● THE EXERCISE: Quote the rows below word for word, leaving the pictures out of your answer.
___ RECORDS FOR THE TASK
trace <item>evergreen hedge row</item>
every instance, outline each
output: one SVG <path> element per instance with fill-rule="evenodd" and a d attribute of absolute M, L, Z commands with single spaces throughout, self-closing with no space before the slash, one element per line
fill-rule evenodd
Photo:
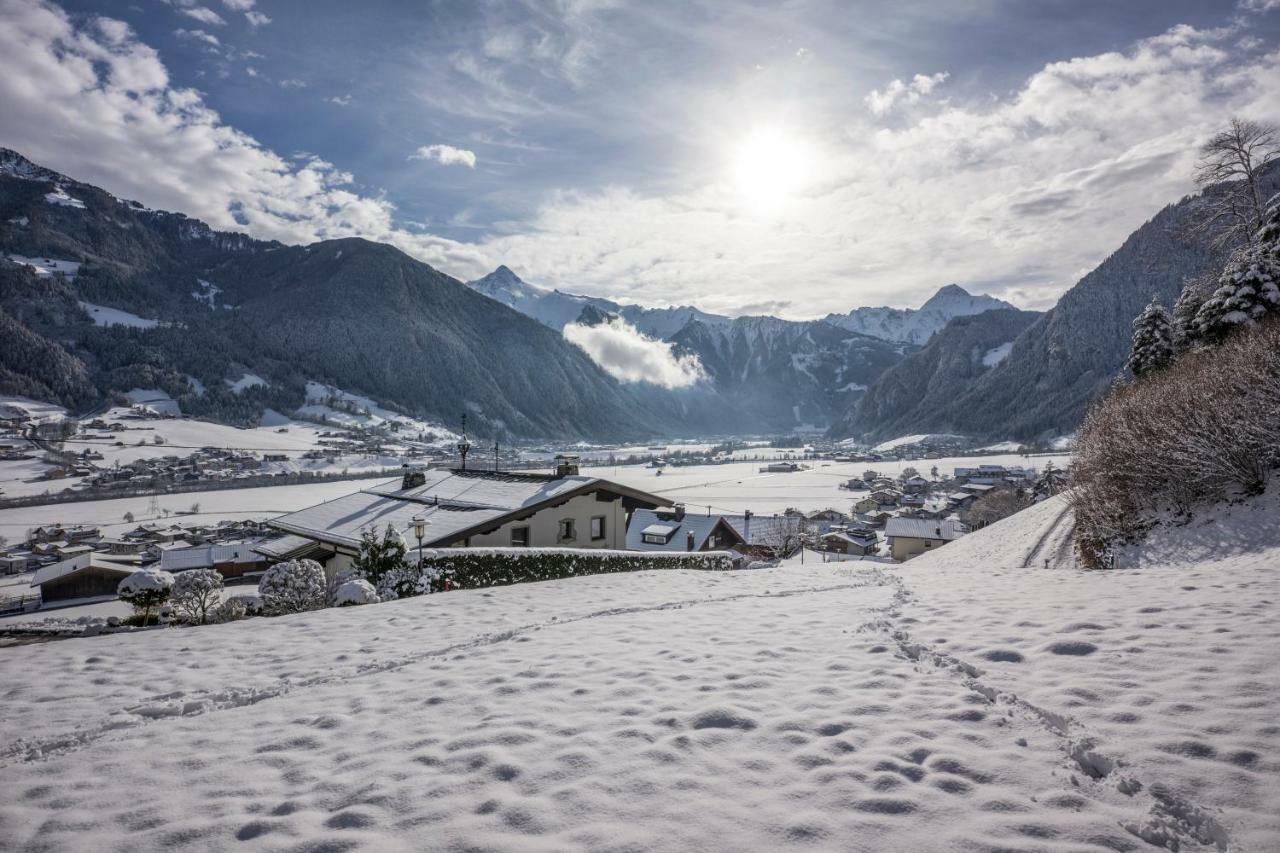
<path fill-rule="evenodd" d="M 434 575 L 433 590 L 442 590 L 445 581 L 451 589 L 480 589 L 620 571 L 727 571 L 739 560 L 728 551 L 643 553 L 594 548 L 451 548 L 425 552 L 422 567 L 425 574 Z"/>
______
● RIGHT ANSWER:
trace <item>evergreen hedge row</item>
every instance, outline each
output: one SVG <path> element per instance with fill-rule="evenodd" and a d attribute of absolute M, L, Z commands with single spaces throughout, self-closing with no space before the slash, one element per line
fill-rule evenodd
Photo:
<path fill-rule="evenodd" d="M 434 575 L 433 590 L 442 590 L 445 581 L 451 589 L 480 589 L 620 571 L 727 571 L 739 560 L 728 551 L 643 553 L 594 548 L 451 548 L 425 552 L 422 567 L 425 574 Z"/>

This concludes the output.